_Given exercise:_ Copy the reflection on Habakkuk's prayer from "Verse 2 is the" to "in his time.", changing "covenant" to "agreement".

_Document segment:_
───

It’s a psalm not unlike many of the songs we use in church, that has a refrain and three stanza’s or verses and finally what you would call a bridge that musically and thematically takes the psalm in a different direction.

Verse 2 is the refrain and contains the heart of Habakkuk’s prayer Lord I have heard of you fame, I stand in awe of your deeds, Lord, repeat them in our day, in wrath remember mercy’. Habakkuk remembers all the times God has acted on behalf of his people in the past, all the stories from the exodus, wilderness wanderings the conquest and Israel’s history, where God has both disciplined Israel for disobeying the covenant and also where he has heard their cry and saved and restored them, and he is praying that God would do the same in his time.

The three stanzas, which are indicated by the word ‘selah’. Reflect on what God has done in the past. The first stanza focuses on the idea of theophany, of God showing up and all the ways in which creation reacts to that. The appearance at Sinai with earthquake and fire and cloud. When Judah is faced with an enemy who laughs at fortified cities, Habakkuk speaks of the creator God whom before even the mountains, so solid and symbols of permanence quake and melt. The second stanza focuses on the times when God has used creation to fight on Israel’s behalf. Now God has shown up it changes from talking about God to talking to God. It focuses on God’s saving actions, The parting of the red sea and the river Jordon, the sun standing still in Joshua 10 as they battled the Amorites. Plagues going before him may look back to Egypt and the exodus but also when the Assyrians under Sennacherib come against Jerusalem only to have their army succumb to a plague in 2 kings 18. The third stanza carries on a similar vein, it sees all God had done was not because God was angry with creation but was defeating the various kings who had stood against Israel. God’s saving activity…

Our hope and our trust comes from ‘hearing those stories as well… of seeing God moving on behalf of his people. We have the same stories as Habakkuk did in the scriptures, we can look past Habakkuk and see how the remnant came back from exile and rebuilt the temple and waited for the messiah. We can see Jesus Christ, his life, his death and his resurrection, saving us from sin and death, ushering in the kingdom of God.  We have the New Testament in which we can see God moving in his people and the story church history as well. In that we can see God’s constant faithfulness to his people… which gives us hope as we face our storms, in our times and our places. It encourages us to be able to pray lord show your mercy today as you have in the past.

Habakkuk’s storms were military conquest so it was right that his reflection on God was as the creator warrior striding out across the field of history  on behalf of his people, but we could equally look at God’s provision when we are faced with financial storms, Gods healing when we are faced with health storms, How the people of God have faced persecution and the Gospel has grown in its midst, how there have been times when the church has been in threat of dying out, only to once again be revived and reinvigorated, or God’s lifelong care and commitment to people of faith  and Christ’s victory over death, as we face our own mortality.

───

_Stored data:_
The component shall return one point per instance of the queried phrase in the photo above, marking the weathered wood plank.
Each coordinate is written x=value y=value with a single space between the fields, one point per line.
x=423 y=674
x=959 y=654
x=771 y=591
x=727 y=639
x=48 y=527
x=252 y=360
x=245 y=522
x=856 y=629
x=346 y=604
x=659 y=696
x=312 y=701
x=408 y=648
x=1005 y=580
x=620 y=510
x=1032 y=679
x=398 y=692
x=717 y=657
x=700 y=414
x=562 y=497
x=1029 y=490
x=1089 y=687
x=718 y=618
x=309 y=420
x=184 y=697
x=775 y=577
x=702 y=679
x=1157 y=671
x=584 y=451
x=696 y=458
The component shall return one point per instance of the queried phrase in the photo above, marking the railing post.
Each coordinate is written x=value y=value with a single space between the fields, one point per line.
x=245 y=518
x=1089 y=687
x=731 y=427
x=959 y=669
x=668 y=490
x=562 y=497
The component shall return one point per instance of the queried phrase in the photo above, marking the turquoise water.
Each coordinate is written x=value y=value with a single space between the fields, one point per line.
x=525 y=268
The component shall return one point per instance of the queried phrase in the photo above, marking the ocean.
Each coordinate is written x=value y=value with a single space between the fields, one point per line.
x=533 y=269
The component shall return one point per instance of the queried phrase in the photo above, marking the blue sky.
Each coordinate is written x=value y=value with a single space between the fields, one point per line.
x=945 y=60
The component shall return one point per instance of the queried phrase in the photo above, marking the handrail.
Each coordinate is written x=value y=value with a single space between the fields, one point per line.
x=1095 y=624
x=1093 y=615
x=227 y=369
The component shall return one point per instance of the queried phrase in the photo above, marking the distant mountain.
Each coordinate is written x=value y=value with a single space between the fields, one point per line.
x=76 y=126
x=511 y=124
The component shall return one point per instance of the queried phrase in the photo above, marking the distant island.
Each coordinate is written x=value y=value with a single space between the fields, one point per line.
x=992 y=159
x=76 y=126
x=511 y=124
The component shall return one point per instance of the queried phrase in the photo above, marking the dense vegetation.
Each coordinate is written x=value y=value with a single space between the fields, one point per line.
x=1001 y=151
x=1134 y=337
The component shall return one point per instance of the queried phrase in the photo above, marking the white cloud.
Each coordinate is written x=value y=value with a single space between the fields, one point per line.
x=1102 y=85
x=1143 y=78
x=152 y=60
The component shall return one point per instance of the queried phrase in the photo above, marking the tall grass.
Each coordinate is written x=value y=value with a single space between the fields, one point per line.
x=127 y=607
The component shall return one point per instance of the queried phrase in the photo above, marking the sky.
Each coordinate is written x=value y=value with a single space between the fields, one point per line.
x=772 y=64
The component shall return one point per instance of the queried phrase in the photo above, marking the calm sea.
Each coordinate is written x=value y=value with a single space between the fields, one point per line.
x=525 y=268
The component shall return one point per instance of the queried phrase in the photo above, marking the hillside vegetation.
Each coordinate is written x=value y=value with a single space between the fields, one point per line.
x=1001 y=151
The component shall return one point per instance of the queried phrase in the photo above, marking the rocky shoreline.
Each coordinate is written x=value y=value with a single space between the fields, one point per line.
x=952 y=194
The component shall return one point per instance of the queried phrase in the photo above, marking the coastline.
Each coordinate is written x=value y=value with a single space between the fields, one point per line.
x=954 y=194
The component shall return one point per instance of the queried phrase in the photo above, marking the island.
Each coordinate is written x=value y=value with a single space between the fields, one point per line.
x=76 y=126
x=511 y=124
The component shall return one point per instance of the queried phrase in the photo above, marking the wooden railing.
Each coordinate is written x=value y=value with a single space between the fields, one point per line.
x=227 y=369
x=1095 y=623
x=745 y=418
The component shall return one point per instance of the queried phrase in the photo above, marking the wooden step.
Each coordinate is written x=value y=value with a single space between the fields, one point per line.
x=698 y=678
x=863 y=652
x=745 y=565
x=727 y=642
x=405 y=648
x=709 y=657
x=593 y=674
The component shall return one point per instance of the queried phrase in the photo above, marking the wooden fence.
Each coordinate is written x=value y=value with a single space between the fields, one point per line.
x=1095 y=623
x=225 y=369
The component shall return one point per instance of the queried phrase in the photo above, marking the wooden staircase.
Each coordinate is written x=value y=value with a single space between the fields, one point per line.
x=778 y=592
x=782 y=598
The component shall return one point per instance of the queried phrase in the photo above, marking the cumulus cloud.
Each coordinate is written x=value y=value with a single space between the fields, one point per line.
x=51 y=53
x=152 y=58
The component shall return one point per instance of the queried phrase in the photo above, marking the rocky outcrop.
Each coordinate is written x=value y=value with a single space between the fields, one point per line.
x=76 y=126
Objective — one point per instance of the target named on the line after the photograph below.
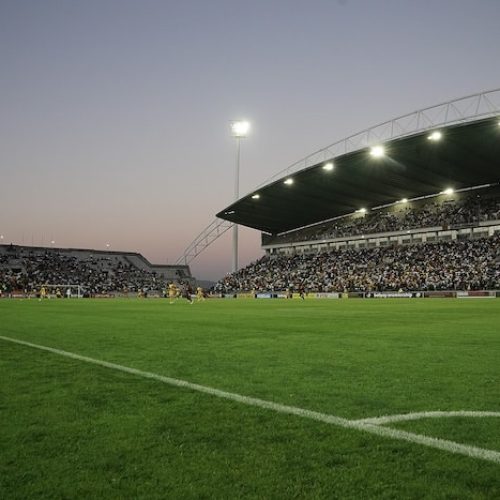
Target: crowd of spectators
(469, 210)
(24, 270)
(451, 265)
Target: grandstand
(95, 272)
(377, 210)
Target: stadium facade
(452, 147)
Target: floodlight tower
(239, 130)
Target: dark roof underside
(467, 155)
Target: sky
(115, 114)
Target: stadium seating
(96, 272)
(454, 246)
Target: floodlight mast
(239, 130)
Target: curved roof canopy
(467, 154)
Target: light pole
(239, 130)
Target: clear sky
(114, 114)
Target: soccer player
(200, 295)
(186, 293)
(173, 293)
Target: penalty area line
(361, 425)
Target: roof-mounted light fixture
(435, 136)
(377, 151)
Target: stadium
(295, 397)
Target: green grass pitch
(70, 429)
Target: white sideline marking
(389, 419)
(362, 425)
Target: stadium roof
(414, 164)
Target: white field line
(389, 419)
(442, 444)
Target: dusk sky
(114, 114)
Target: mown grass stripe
(387, 432)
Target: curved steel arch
(457, 111)
(462, 110)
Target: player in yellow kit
(199, 294)
(173, 293)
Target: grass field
(73, 429)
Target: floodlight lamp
(435, 136)
(377, 151)
(240, 129)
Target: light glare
(377, 151)
(435, 136)
(240, 128)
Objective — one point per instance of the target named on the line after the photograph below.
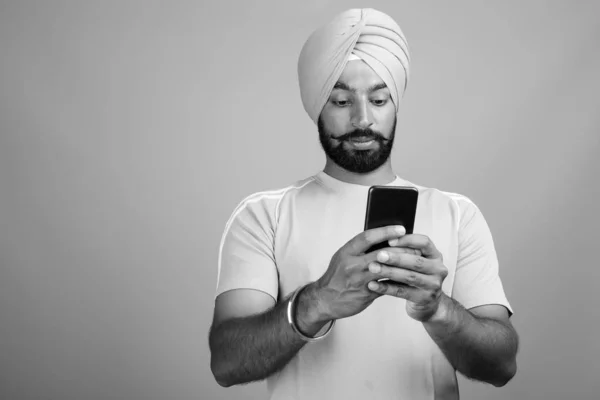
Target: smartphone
(391, 205)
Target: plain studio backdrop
(130, 130)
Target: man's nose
(362, 117)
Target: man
(292, 262)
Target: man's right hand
(342, 290)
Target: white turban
(372, 36)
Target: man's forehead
(359, 76)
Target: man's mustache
(360, 133)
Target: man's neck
(381, 176)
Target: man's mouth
(362, 139)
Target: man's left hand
(416, 271)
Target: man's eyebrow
(344, 86)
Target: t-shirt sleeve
(477, 280)
(246, 251)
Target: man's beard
(355, 160)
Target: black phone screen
(391, 205)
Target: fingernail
(374, 267)
(383, 256)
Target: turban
(370, 35)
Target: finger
(392, 243)
(403, 276)
(394, 289)
(364, 240)
(374, 256)
(421, 242)
(400, 259)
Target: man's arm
(251, 348)
(480, 343)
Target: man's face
(357, 124)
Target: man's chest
(308, 235)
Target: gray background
(129, 131)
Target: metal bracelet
(291, 312)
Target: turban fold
(372, 36)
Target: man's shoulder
(268, 200)
(437, 195)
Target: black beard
(357, 161)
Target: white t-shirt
(277, 240)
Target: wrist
(310, 314)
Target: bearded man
(293, 262)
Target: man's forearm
(480, 348)
(253, 348)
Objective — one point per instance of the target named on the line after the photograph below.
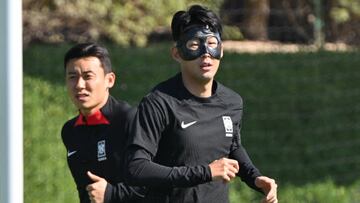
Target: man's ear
(175, 54)
(110, 78)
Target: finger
(234, 164)
(89, 188)
(93, 177)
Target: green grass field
(301, 120)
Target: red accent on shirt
(96, 118)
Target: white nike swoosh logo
(183, 125)
(71, 153)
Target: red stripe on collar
(96, 118)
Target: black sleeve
(142, 171)
(248, 172)
(123, 193)
(150, 122)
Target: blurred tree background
(136, 22)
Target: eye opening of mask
(195, 43)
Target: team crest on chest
(101, 150)
(228, 125)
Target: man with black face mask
(186, 134)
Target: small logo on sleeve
(186, 125)
(228, 125)
(101, 150)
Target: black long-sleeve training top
(176, 135)
(97, 144)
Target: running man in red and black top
(95, 139)
(186, 134)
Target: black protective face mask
(198, 41)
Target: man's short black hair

───

_Task response:_
Verse 2 is the refrain and contains the heart of Habakkuk’s prayer Lord I have heard of you fame, I stand in awe of your deeds, Lord, repeat them in our day, in wrath remember mercy’. Habakkuk remembers all the times God has acted on behalf of his people in the past, all the stories from the exodus, wilderness wanderings the conquest and Israel’s history, where God has both disciplined Israel for disobeying the agreement and also where he has heard their cry and saved and restored them, and he is praying that God would do the same in his time.